• **EXERCISE AIM**: Quote the records word for word, starting with the line that contains "For each instance of the man in beige" and going through the end of the records.

--- Begin ---

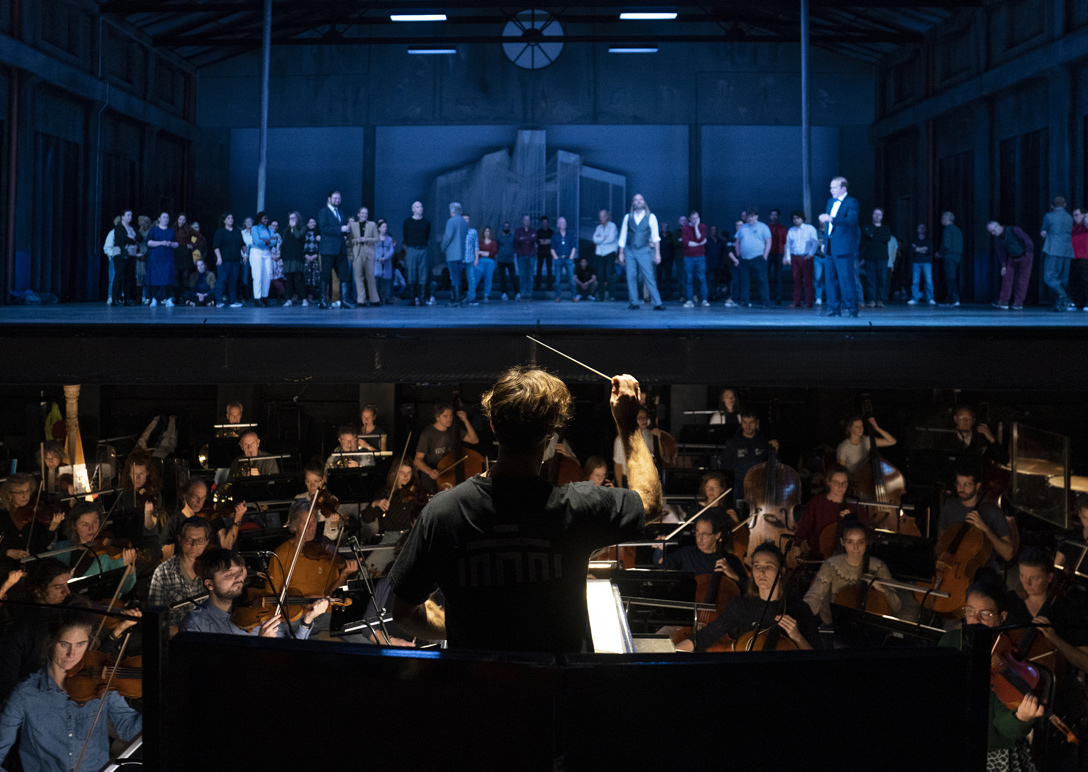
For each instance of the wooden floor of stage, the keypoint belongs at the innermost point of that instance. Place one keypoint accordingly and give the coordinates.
(511, 315)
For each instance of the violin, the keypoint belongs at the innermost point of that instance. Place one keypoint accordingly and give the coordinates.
(259, 607)
(97, 672)
(1013, 679)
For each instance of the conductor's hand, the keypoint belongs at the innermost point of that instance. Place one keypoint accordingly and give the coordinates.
(625, 402)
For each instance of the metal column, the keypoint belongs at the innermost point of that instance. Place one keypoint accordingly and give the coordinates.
(806, 138)
(262, 150)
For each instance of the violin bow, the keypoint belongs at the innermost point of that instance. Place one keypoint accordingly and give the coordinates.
(101, 702)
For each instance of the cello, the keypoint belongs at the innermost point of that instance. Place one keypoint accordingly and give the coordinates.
(878, 481)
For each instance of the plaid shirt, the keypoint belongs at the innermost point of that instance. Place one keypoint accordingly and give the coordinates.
(169, 585)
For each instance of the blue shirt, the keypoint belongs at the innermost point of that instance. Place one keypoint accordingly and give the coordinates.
(751, 240)
(53, 727)
(208, 618)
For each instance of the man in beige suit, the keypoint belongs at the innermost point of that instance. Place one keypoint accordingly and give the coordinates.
(365, 236)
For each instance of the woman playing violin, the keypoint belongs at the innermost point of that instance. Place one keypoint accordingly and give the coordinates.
(1006, 748)
(97, 556)
(53, 730)
(841, 571)
(745, 612)
(24, 530)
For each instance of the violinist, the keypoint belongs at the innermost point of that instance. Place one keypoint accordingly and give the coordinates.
(251, 463)
(508, 549)
(826, 509)
(436, 440)
(53, 730)
(1006, 747)
(178, 577)
(20, 530)
(705, 556)
(395, 510)
(968, 507)
(744, 613)
(619, 458)
(96, 557)
(745, 449)
(223, 574)
(371, 436)
(854, 450)
(317, 572)
(844, 570)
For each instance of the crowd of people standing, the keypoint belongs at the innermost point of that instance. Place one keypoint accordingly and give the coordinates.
(640, 259)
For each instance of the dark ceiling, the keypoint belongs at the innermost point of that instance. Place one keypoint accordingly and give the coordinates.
(205, 32)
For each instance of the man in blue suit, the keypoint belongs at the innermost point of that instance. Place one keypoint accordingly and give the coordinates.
(332, 225)
(843, 237)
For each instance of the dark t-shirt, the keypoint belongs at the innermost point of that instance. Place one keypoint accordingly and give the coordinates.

--- End ---

• **EXERCISE RESULT**:
For each instance of the man in beige suit, the keypoint belongs at the innermost point of that instance. Place one keypoint accordingly and give the coordinates.
(365, 236)
For each instance of the woman playing violin, the keypoint belongs at the innermost point of that instance. Place one keypoint accordingly and give the coordinates.
(1006, 748)
(97, 556)
(53, 730)
(841, 571)
(745, 612)
(24, 530)
For each instance of the violinist, the keypoint belongs at the innermost point of that instance. Place one keypoint accordingly and give the coordinates.
(251, 463)
(508, 549)
(826, 509)
(436, 440)
(53, 730)
(1006, 747)
(178, 577)
(20, 530)
(705, 556)
(395, 510)
(968, 507)
(744, 613)
(619, 458)
(96, 557)
(745, 449)
(223, 574)
(371, 436)
(854, 450)
(317, 572)
(844, 570)
For each instance of the crowd of people standing, the keypoint belongs at the innermost point of that instance. Place one keypoint accordingly and give the coordinates.
(640, 259)
For each instance of the dark ceiling, the keypoint belongs at the innermost point of that instance. Place one keypoint accordingly and give the coordinates.
(205, 32)
For each instance of the man in blue suit, the keypoint belongs at the innermost point of that instance. Place one keypoint accordingly and give the coordinates.
(332, 225)
(843, 237)
For each instance of the dark t-shirt, the keypoint belongs at the innermost point of that instance. Place one keypoint accordingly and give the coordinates.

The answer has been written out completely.